* **Given task**
Copy only the lines between the one containing "answer like [375,350]." and the end of the records, both included, leaving out pictures.

═════ Working data

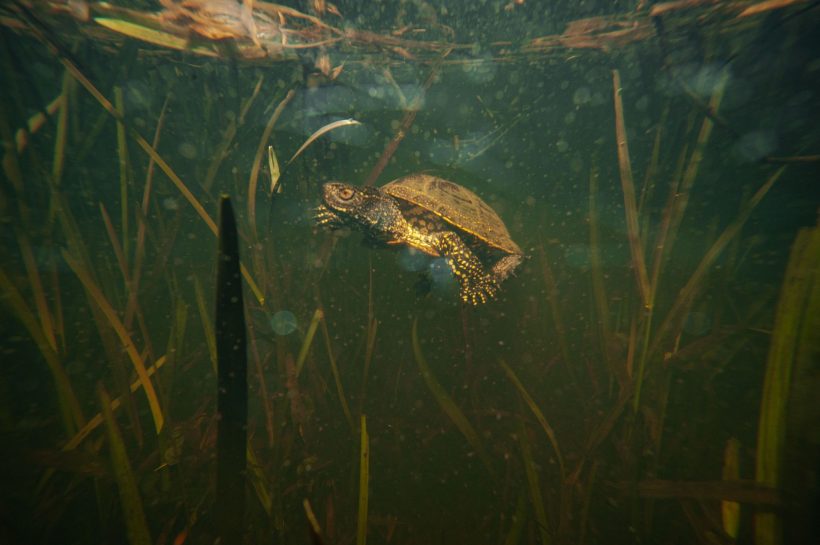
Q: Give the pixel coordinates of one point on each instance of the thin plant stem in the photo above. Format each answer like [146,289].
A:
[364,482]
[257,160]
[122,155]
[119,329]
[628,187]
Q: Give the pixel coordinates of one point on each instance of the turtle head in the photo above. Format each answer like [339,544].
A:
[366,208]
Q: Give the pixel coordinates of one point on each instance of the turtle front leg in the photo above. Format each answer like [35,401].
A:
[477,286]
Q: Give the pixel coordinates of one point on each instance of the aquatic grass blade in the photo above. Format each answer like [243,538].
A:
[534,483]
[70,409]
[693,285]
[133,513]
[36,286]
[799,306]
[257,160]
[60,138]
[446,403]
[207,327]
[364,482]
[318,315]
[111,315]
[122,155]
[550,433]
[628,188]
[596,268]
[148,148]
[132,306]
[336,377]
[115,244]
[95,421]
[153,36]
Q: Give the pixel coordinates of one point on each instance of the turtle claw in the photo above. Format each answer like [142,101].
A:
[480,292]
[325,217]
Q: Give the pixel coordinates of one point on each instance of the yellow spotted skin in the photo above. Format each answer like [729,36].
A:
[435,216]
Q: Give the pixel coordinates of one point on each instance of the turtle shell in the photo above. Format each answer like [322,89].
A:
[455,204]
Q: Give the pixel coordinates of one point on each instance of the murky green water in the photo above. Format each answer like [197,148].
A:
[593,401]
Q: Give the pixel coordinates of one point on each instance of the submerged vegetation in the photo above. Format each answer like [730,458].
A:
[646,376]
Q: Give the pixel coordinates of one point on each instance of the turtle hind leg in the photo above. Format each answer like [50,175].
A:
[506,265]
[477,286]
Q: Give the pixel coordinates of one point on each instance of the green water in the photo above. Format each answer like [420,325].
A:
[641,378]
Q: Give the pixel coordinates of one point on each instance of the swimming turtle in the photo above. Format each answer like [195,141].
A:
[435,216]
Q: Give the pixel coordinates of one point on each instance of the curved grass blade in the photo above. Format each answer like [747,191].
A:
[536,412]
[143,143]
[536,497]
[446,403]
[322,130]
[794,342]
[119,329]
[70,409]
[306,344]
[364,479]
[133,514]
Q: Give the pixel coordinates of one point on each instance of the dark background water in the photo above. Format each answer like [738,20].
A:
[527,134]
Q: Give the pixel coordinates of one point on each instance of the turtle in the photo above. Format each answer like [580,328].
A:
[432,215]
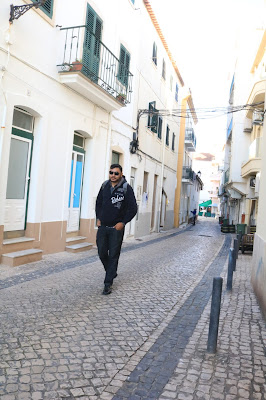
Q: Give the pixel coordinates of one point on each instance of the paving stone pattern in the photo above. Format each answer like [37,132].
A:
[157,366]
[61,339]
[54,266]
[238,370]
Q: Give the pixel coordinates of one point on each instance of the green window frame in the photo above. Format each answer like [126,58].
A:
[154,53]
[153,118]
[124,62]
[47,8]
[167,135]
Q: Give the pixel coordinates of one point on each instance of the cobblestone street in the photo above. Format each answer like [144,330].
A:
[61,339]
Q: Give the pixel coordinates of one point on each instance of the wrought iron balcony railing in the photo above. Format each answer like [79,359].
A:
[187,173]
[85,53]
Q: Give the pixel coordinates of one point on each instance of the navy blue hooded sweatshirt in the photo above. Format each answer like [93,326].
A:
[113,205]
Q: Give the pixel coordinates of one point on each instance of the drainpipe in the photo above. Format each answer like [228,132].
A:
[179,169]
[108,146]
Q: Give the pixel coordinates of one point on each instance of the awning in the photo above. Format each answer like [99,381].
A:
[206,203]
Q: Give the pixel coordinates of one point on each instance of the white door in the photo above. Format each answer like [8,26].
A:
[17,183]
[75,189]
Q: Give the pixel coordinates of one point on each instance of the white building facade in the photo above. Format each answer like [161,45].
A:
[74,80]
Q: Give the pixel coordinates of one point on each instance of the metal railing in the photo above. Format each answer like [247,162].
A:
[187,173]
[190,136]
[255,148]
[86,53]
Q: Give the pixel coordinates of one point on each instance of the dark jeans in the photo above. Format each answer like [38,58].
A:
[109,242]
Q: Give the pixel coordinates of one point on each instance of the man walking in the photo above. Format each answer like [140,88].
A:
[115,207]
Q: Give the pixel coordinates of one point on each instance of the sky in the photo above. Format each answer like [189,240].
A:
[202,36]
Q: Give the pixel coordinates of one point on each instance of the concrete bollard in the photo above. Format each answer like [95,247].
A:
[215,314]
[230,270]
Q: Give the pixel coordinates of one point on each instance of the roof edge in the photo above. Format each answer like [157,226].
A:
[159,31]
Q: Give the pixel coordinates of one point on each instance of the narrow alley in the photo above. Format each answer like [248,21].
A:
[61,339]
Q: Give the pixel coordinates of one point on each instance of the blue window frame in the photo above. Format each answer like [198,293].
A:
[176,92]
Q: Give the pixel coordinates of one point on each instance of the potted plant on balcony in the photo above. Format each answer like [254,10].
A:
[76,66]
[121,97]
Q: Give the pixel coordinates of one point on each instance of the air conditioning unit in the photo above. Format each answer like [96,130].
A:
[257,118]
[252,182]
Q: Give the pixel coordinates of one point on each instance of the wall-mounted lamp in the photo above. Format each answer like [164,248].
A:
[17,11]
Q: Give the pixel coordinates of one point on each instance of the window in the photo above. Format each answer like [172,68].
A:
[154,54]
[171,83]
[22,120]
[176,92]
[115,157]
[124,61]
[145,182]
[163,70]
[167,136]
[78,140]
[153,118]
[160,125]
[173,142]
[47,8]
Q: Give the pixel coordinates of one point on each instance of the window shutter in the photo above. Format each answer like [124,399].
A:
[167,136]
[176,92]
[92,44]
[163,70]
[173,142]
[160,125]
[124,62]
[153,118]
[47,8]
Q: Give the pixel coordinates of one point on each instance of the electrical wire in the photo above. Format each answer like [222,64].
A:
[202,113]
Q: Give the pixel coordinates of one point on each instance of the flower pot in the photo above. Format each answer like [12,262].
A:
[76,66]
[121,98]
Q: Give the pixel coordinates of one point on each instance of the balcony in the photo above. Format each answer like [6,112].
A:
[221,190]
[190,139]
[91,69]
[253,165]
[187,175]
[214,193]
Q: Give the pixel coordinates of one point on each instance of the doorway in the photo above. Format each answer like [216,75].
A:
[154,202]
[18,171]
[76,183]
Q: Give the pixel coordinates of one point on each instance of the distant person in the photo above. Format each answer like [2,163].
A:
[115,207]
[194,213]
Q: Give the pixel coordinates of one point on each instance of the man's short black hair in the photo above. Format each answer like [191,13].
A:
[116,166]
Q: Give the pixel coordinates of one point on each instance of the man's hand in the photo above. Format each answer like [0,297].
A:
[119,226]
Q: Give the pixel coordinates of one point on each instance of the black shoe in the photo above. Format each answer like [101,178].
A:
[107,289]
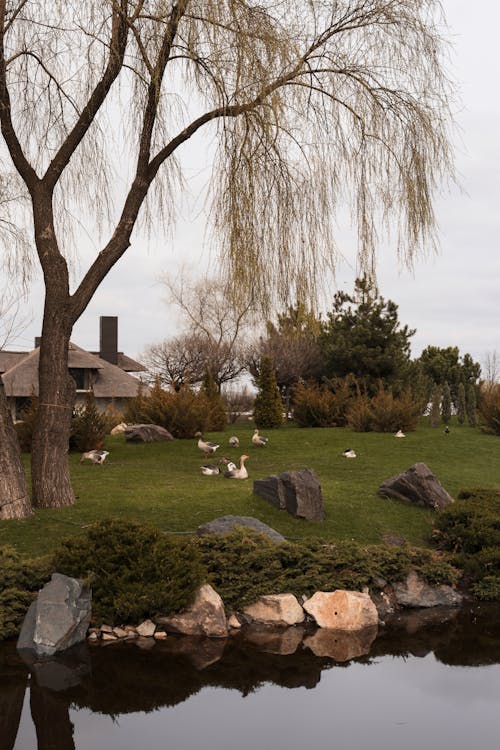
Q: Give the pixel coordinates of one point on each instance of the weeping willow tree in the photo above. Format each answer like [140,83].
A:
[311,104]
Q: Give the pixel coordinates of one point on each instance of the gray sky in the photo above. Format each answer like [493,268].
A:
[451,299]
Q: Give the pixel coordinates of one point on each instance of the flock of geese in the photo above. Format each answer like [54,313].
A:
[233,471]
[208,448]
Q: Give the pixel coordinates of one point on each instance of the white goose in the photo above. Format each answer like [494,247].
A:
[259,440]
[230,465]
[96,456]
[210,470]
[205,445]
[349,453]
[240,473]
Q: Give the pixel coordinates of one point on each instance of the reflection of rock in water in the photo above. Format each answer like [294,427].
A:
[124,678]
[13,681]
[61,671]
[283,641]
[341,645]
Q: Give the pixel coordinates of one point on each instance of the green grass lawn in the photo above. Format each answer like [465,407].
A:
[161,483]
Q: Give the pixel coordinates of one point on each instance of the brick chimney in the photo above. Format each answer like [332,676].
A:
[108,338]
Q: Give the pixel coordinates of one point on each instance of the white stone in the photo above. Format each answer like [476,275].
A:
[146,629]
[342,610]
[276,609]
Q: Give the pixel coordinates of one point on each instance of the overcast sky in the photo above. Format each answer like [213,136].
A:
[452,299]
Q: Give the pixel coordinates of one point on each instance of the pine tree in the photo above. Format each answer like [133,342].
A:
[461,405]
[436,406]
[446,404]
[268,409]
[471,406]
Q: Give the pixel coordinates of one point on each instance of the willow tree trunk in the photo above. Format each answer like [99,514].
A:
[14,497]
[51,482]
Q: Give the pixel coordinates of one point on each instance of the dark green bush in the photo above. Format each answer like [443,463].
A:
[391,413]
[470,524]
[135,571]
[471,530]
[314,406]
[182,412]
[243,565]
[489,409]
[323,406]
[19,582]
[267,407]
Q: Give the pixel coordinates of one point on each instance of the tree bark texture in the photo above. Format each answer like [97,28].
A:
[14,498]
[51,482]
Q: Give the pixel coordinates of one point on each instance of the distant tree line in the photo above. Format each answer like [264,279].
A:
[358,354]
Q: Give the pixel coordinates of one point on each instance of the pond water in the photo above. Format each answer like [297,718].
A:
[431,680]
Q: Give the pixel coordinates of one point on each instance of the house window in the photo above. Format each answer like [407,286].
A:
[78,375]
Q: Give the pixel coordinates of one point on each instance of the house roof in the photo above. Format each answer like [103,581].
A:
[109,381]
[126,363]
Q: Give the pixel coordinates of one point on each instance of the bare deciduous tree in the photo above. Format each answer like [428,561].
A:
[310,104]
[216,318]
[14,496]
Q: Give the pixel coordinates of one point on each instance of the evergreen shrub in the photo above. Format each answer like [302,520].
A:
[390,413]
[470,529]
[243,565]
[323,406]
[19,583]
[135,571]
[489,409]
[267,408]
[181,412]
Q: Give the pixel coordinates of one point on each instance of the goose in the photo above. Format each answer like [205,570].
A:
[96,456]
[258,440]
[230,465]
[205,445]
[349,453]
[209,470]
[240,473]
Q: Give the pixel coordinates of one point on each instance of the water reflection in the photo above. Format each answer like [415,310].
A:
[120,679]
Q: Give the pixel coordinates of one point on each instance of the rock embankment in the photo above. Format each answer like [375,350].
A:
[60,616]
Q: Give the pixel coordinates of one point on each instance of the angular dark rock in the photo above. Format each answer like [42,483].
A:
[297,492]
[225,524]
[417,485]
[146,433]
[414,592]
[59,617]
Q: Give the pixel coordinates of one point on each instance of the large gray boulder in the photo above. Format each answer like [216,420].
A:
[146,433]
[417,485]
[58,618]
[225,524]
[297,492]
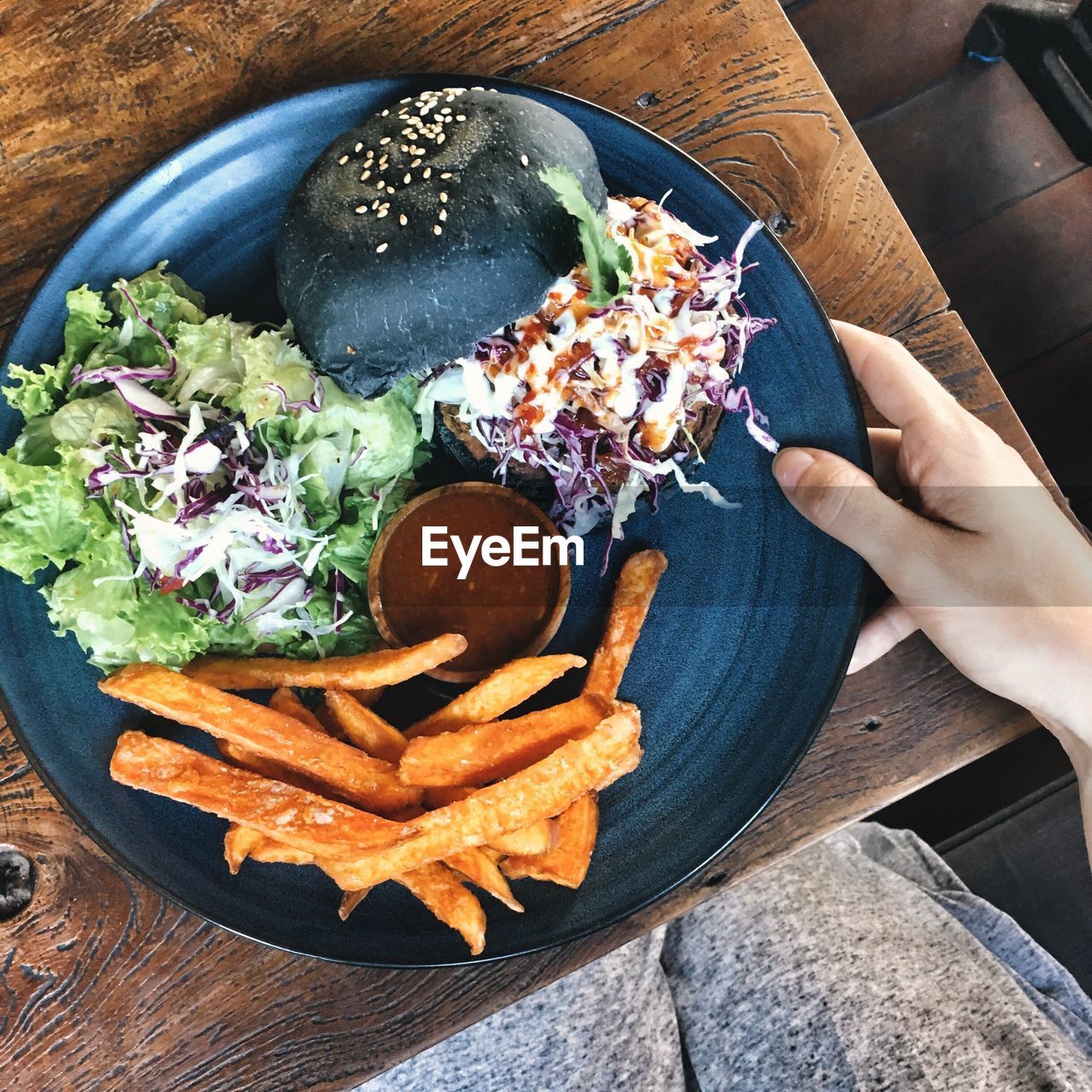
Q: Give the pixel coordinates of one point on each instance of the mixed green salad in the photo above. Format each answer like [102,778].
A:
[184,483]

══════════

* **Written answer**
Q: Give the pixel coordinates of one point on each instance of the rock embankment in the photo above. Format each answer like [375,350].
A:
[60,616]
Q: Give the pixel coordinates of one point on each instance of the angular dark rock in the photo above. Format each answer like [42,483].
A:
[297,492]
[225,524]
[417,485]
[146,433]
[414,592]
[59,617]
Q: Give the pixel coordinates of one point on each instance of the large gray boulder in the photo above. Format each answer like [216,420].
A:
[146,433]
[417,485]
[58,618]
[225,524]
[297,492]
Q: Give the pixel coordinates of one point on each instance of the mixed green salad in the photo above. Format each answer like [102,778].
A:
[184,483]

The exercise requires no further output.